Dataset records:
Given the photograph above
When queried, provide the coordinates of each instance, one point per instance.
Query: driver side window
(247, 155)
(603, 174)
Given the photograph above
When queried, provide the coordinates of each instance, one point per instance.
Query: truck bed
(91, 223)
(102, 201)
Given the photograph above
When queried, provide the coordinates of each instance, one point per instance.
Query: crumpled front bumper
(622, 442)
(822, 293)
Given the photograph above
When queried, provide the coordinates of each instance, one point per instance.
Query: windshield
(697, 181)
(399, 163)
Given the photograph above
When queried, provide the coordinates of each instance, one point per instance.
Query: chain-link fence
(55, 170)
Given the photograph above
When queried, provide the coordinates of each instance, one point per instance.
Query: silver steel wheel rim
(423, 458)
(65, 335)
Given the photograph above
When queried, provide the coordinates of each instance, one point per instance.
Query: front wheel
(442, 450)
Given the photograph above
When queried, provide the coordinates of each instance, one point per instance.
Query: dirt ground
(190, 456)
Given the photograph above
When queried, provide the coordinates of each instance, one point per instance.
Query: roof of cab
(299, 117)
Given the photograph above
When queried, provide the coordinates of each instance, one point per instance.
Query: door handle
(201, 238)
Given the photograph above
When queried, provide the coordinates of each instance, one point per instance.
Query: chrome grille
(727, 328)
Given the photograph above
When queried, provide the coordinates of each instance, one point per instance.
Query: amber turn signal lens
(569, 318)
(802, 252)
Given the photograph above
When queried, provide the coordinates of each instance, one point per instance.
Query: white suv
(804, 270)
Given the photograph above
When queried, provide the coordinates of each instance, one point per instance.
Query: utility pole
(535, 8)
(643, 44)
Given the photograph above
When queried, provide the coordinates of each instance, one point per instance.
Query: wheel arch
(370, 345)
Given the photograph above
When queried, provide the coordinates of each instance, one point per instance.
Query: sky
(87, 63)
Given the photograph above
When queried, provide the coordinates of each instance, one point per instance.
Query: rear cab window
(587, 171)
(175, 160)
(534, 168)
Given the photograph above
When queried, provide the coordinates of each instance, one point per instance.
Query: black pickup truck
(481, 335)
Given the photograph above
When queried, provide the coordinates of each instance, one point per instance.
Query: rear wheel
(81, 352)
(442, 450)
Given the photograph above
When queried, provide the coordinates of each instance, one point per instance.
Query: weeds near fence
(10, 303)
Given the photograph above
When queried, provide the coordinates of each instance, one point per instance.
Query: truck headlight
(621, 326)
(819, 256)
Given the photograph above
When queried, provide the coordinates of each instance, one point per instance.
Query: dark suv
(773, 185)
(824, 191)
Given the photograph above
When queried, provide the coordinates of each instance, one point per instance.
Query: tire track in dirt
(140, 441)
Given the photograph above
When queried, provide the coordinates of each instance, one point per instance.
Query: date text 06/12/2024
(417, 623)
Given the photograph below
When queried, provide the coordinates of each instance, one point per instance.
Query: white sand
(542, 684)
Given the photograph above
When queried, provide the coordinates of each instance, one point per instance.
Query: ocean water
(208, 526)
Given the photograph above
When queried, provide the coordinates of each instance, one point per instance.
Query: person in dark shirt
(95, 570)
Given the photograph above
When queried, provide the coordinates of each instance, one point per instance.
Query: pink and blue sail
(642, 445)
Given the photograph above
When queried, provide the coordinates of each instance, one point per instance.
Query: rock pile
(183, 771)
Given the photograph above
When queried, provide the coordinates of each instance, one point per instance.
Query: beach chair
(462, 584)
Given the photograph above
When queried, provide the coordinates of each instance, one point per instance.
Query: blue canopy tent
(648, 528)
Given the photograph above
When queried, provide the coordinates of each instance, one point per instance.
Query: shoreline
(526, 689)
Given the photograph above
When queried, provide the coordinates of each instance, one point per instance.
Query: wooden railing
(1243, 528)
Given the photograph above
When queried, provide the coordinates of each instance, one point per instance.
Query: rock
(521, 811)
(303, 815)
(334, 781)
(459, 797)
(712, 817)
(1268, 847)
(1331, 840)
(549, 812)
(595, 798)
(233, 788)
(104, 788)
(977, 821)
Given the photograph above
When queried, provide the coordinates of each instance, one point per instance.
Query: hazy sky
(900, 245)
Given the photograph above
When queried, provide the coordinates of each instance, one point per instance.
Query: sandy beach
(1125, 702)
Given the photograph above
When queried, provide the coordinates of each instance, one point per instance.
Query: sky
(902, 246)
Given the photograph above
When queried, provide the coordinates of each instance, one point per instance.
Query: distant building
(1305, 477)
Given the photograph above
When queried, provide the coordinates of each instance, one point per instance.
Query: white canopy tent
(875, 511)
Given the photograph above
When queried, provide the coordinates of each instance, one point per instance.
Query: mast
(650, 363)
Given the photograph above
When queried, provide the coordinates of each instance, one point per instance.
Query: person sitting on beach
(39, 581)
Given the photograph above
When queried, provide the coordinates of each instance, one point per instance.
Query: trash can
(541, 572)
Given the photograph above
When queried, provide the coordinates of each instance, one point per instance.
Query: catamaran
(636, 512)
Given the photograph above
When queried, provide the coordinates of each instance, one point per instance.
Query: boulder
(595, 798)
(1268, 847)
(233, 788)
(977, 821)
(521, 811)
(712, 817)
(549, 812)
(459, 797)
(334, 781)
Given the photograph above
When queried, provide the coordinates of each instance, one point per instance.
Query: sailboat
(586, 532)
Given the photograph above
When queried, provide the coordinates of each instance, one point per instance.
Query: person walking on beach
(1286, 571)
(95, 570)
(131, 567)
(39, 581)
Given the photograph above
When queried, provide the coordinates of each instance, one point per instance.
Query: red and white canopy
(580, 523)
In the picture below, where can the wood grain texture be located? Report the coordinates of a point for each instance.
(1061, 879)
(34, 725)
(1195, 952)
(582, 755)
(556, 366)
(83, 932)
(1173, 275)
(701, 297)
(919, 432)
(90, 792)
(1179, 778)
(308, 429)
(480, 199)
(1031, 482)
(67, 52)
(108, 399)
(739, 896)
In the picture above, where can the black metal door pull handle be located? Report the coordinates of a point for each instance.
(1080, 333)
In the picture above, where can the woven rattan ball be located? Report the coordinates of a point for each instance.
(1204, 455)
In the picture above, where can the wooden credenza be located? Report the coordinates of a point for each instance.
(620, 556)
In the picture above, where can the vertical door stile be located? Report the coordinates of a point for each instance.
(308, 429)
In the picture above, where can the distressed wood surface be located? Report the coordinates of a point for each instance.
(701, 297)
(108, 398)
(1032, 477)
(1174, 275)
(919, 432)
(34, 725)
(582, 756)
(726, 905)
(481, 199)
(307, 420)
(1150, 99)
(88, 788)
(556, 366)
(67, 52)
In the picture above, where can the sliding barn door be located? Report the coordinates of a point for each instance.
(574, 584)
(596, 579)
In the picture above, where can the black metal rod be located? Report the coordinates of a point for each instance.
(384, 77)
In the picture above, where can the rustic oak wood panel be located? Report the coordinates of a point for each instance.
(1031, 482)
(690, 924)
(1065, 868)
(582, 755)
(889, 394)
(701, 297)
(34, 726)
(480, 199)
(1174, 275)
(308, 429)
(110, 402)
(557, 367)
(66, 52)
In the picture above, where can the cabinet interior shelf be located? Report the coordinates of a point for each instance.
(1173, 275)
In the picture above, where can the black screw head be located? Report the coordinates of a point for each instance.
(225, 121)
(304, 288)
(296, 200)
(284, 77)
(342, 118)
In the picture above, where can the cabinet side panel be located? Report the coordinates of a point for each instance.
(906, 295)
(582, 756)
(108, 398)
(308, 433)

WHAT YOU SHOULD DO>
Transcribe all of the data so that each line matches the source exactly.

TASK RESULT>
Given the photograph above
When queried, provide the coordinates of each instance, one point per instance.
Query: driver side window
(247, 155)
(603, 174)
Given the photograph above
When queried, provide the coordinates of each instance, one point per instance.
Query: truck bed
(91, 223)
(102, 201)
Given the photograph above
When queried, provide the coordinates of each instance, one point per instance.
Query: crumpled front bumper
(622, 442)
(822, 293)
Given the photograph above
When queried, provide the coordinates of each instance, one point per instance.
Query: windshield
(697, 181)
(399, 163)
Given the photograph above
When queried, provide the coordinates of each instance, one point per instance.
Query: chain-link fence
(55, 170)
Given the photograph above
When queried, provide the coordinates of each instance, one point per instance.
Query: silver steel wheel rim
(423, 458)
(65, 335)
Given the photograph above
When queried, provide the coordinates of each instance, one point per instance.
Query: front wheel
(442, 450)
Given the photograph above
When queried, provide the coordinates of each instance, one point per instance.
Query: dirt ground
(190, 456)
Given the photograph above
When queried, provide the coordinates of each instance, one point per instance.
Query: roof of cab
(299, 117)
Given the photograph above
When queried, provide the coordinates of each instance, one point per instance.
Query: door handle
(201, 238)
Given the photograph above
When queried, provide the coordinates of each instance, one point per instance.
Query: chrome grille
(727, 328)
Given the photograph above
When queried, provide the coordinates of each instance, one point per instance.
Query: amber turn signal lens
(569, 318)
(802, 252)
Given the photograph above
When queried, provide the coordinates of each instance, one point per instance.
Query: white suv
(804, 270)
Given the photograph above
When queried, provide the coordinates of each instance, one point per instance.
Query: utility pole
(535, 8)
(643, 44)
Given the photograph above
When queried, provide the coordinates of each instance, one point per instance.
Query: wheel arch
(370, 345)
Given the photograph above
When queried, provide the coordinates of each instance, one point per instance.
Query: sky
(87, 63)
Given the photograph above
When queried, provide the coordinates of each instance, one point per instance.
Query: rear cab window
(587, 171)
(175, 160)
(534, 168)
Given the photograph above
When queried, provide the coordinates of each instance, one point per instance.
Query: black pickup truck
(481, 335)
Given the photograph above
When queried, provide the coordinates of each instance, one point per instance.
Query: rear wheel
(81, 352)
(442, 450)
Given the photograph above
When queried, provide the coordinates of each instance, one point per instance.
Query: weeds near fence
(10, 303)
Given the photograph above
When queried, provide the coordinates of each instance, one point per instance.
Query: truck headlight
(621, 326)
(819, 256)
Given the photograph above
When queried, provide the coordinates of each instance, one point per instance.
Query: dark suv
(773, 185)
(824, 191)
Given the photograph above
When queried, provide the coordinates of each instance, one point per instance.
Query: tire track in dirt
(140, 441)
Given the photograph above
When queried, provide the coordinates of each instance, one point per instance.
Query: date text 06/12/2024
(417, 623)
Given the photograph below
When queried, provide the coordinates of each instance, one point per instance.
Query: white sand
(542, 684)
Given the photograph above
When queried, provide the coordinates of each instance, one point per instance.
Query: ocean water
(208, 526)
Given the photograph above
When queried, provide the coordinates of each instance, one point per instance.
Query: person in dark shirt
(95, 570)
Given the photograph above
When queried, provide the coordinates of each instance, one point per instance.
Query: pink and blue sail
(642, 445)
Given the photograph above
When queried, provide the coordinates of each instance, one point per instance.
Query: rock pile
(183, 771)
Given the photograph above
When queried, provide the coordinates of each instance, one point per instance.
Query: beach chair
(462, 584)
Given the photograph above
When queried, provide the coordinates of each instance, one point per instance.
Query: blue canopy tent
(648, 528)
Given the photograph above
When queried, provide the coordinates of each instance, one point per instance.
Query: shoreline
(526, 689)
Given the photograph above
When queried, provide the coordinates of each instance, one point per instance.
Query: wooden railing
(1243, 528)
Given the photograph above
When queried, provide the coordinates of each instance, one point per instance.
Query: rock
(521, 811)
(303, 815)
(334, 781)
(459, 797)
(712, 817)
(1268, 847)
(1331, 840)
(549, 812)
(595, 798)
(233, 788)
(104, 788)
(977, 821)
Given the photograph above
When queried, provide the coordinates of each instance, one point per instance.
Query: hazy sky
(900, 245)
Given the photograph above
When queried, provide the coordinates of each instance, one point per instance.
Query: sandy beach
(1125, 702)
Given the photograph above
When queried, provide the coordinates of each instance, one point per instance.
Query: sky
(902, 246)
Given the photograph above
When queried, provide the coordinates of each instance, one point per instance.
Query: distant building
(1305, 477)
Given the photograph above
When queried, provide the coordinates of each instance, one point per instance.
Query: white canopy tent
(875, 511)
Given the photograph above
When queried, provide the coordinates of each instance, one point per instance.
Query: mast
(650, 363)
Given the photograph above
When queried, provide the coordinates of each instance, one point per instance.
Query: person sitting on beach
(39, 581)
Given the photograph above
When queried, provide the coordinates of each instance, one point per instance.
Query: trash can
(541, 572)
Given the photograph above
When queried, provide the coordinates of each instance, one point per instance.
Query: catamaran
(636, 512)
Given the photograph above
When queried, provide the coordinates of each instance, one point per instance.
Query: boulder
(595, 798)
(1268, 847)
(233, 788)
(977, 821)
(521, 811)
(712, 817)
(549, 812)
(459, 797)
(334, 781)
Given the photograph above
When queried, provide the coordinates of each instance, one point per instance.
Query: sailboat
(586, 532)
Given the photograph above
When queried, provide the coordinates of each instance, one point per instance.
Query: person walking on beach
(1286, 571)
(95, 570)
(131, 567)
(39, 581)
Given the photograph above
When queried, provide the coordinates of each instance, one point per instance.
Query: red and white canopy
(580, 523)
In the picture below, where can the wood grain texture be located? Report the coordinates of a point for each instance.
(1061, 879)
(34, 725)
(1195, 952)
(582, 755)
(556, 366)
(83, 932)
(1173, 275)
(701, 297)
(919, 432)
(90, 792)
(1179, 778)
(308, 429)
(480, 199)
(1031, 482)
(67, 52)
(108, 399)
(739, 896)
In the picture above, where can the black metal door pull handle be located? Report the coordinates of a point for each instance.
(1080, 333)
In the picture above, where can the woven rattan ball be located? Report the coordinates of a point for each instance.
(1204, 455)
In the picture above, where can the wooden credenza be located? Report the coordinates of a point for each instance.
(620, 556)
In the picture above, where can the vertical door stile be located? Report the coordinates of a point for each instance.
(308, 429)
In the picture above, where can the distressed wood surface be located? Report the coordinates of a point for each instance.
(701, 297)
(108, 398)
(1032, 477)
(1174, 275)
(919, 432)
(34, 725)
(582, 756)
(726, 905)
(481, 199)
(307, 420)
(1150, 99)
(88, 788)
(556, 366)
(67, 52)
In the picture above, where can the sliding barn door be located? Report the coordinates of a point for each instance.
(574, 584)
(596, 579)
In the picture above, where can the black metal rod be located? Report the coordinates of a point for each instance.
(384, 77)
In the picture above, where can the rustic oak wood panel be located? Report the coordinates of a point for each instance.
(1031, 482)
(690, 924)
(1065, 868)
(582, 755)
(889, 394)
(701, 297)
(34, 726)
(480, 199)
(1174, 275)
(308, 429)
(110, 402)
(557, 367)
(66, 52)
In the picture above, where can the cabinet interior shelf be located? Report the coordinates of a point for each instance.
(1173, 275)
In the picture above, where can the black screw head be located? Report the coordinates of a point for each instance.
(225, 121)
(304, 288)
(296, 200)
(284, 77)
(342, 118)
In the picture above, where can the cabinet side panel be located? Report the coordinates of a point for each instance.
(906, 295)
(582, 756)
(108, 398)
(308, 433)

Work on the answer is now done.